*Consegne:*
[1] Rispondi alle domande sul brano dedicato all'obbligo vaccinale.
(a) Quale incarico ricopre Francesco Vaia?
(b) In quale situazione Guido Forni troverebbe sensato l'obbligo?
(c) Quali regole del Protocollo di sicurezza continueranno a seguire alcune aziende, soprattutto le più piccole?
[2] Trascrivi dal brano sull'obbligo vaccinale il passo che inizia con le parole "La decisione finale". Fermati dopo le parole "legali, promettono battaglia.".
═════ Brano di lettura ═════
Poi ci sono i pareri dei grandi esperti, alcuni dei quali fanno parte anche del Comitato Tecnico Scientifico che poi sarà deputato ad emettere un giudizio. Tra i favorevoli alla vaccinazione obbligatoria sui luoghi di lavoro vi è Francesco Vaia, direttore sanitario dello Spallanzani. In un’intervista rilasciata al Corriere della Sera ha affermato di essere favorevole almeno per ciò che concerne il pubblico impiego e la GDO: “Premesso che questa è una decisione che spetta alla politica, penso che per alcune categorie, dal personale sanitario a quello scolastico, dalle forze dell’ordine alla grande distribuzione, sarebbe saggio e opportuno”.



Contrario invece Guido Forni, già professore ordinario di università di Torino e accademico, che ritiene l’obbligo vaccinale “una soluzione disperata, che al momento sarebbe controproducente e sproporzionata rispetto sia all’andamento della campagna vaccinale sia alla situazione sanitaria”. Forni ritiene “il Green Pass una misura delicata, che crea qualche problema di libertà”. Per questo motivo non ritiene giusto imporre l’obbligo: “Lo troverei sensato solo davanti a una grave recrudescenza della pandemia”.

Tra favorevoli e contrari, alcune aziende hanno deciso di adottare delle misure di compromesso per non discriminare coloro che non posseggono il green pass ma che vogliono comunque avvalersi dei servizi aziendali. Alcune di queste si sono già attivate con “lunch box” o delivery da consumare all’esterno o in appositi spazi. Altre, invece, soprattutto le più piccole, continueranno temporaneamente a seguire le regole del Protocollo di sicurezza: turni, plexiglass, tavoli sanificati e distanziati. Le soluzioni via via trovate, in alcuni casi sono state discusse e condivise con il sindacato. In altri no.

La decisione finale spetterà alla politica, come per tutto d’altronde. Ma sicuramente, anche vedendo la linea che si sta seguendo sul fronte scuola, sicuramente si va verso un inasprimento delle norme da osservare sul luogo di lavoro in linea generale. Sulle nuove direttive peseranno l’andamento della pandemia, ma anche la percentuale di vaccinati sulla popolazione totale. Sindacati, ma anche alcuni lavoratori non vaccinati con al seguito degli agguerriti legali, promettono battaglia.
═════ Dati forniti ═════
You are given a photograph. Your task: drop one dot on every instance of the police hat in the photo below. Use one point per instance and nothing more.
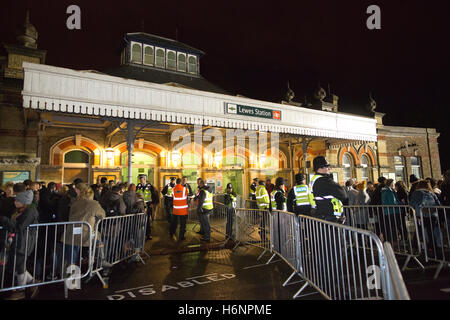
(320, 162)
(299, 177)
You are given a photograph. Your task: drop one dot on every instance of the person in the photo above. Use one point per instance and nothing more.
(278, 196)
(113, 203)
(434, 187)
(328, 195)
(168, 198)
(392, 222)
(263, 203)
(22, 243)
(300, 199)
(86, 209)
(130, 198)
(445, 189)
(184, 183)
(370, 189)
(375, 200)
(151, 200)
(180, 210)
(413, 181)
(270, 186)
(204, 209)
(422, 197)
(229, 201)
(351, 191)
(360, 217)
(252, 193)
(402, 193)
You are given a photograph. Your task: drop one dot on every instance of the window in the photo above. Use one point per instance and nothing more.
(416, 168)
(347, 164)
(192, 66)
(149, 55)
(181, 62)
(136, 52)
(76, 156)
(171, 60)
(365, 167)
(160, 58)
(399, 168)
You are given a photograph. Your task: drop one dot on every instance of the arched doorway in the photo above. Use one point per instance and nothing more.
(142, 163)
(76, 164)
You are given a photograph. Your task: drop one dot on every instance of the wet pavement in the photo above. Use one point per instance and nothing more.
(192, 270)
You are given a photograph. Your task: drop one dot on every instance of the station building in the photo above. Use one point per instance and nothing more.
(57, 124)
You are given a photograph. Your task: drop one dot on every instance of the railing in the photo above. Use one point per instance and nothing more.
(253, 228)
(435, 236)
(396, 289)
(396, 224)
(44, 254)
(117, 239)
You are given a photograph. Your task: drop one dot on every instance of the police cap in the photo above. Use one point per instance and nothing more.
(299, 177)
(320, 162)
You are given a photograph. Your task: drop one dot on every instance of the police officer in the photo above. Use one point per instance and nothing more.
(204, 209)
(230, 201)
(263, 202)
(168, 198)
(253, 187)
(278, 198)
(328, 195)
(180, 209)
(300, 198)
(151, 200)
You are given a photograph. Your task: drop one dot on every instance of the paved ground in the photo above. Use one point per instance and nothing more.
(191, 270)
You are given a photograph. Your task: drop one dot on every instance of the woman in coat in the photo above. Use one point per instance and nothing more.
(17, 225)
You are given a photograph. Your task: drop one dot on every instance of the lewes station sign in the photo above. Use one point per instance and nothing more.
(241, 110)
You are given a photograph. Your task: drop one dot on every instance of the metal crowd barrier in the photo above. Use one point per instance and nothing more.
(341, 262)
(117, 239)
(395, 224)
(45, 253)
(396, 288)
(253, 228)
(435, 236)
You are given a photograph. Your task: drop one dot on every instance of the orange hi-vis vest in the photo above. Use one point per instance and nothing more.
(180, 205)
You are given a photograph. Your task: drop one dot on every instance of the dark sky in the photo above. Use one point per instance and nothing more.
(254, 47)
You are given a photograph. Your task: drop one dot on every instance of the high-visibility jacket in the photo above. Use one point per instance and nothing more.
(208, 203)
(262, 197)
(274, 203)
(304, 196)
(145, 190)
(180, 205)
═════
*Soluzioni:*
[1]
(a) È direttore sanitario dello Spallanzani.
(b) Solo davanti a una grave recrudescenza della pandemia.
(c) Turni, plexiglass, tavoli sanificati e distanziati.

[2]
La decisione finale spetterà alla politica, come per tutto d’altronde. Ma sicuramente, anche vedendo la linea che si sta seguendo sul fronte scuola, sicuramente si va verso un inasprimento delle norme da osservare sul luogo di lavoro in linea generale. Sulle nuove direttive peseranno l’andamento della pandemia, ma anche la percentuale di vaccinati sulla popolazione totale. Sindacati, ma anche alcuni lavoratori non vaccinati con al seguito degli agguerriti legali, promettono battaglia.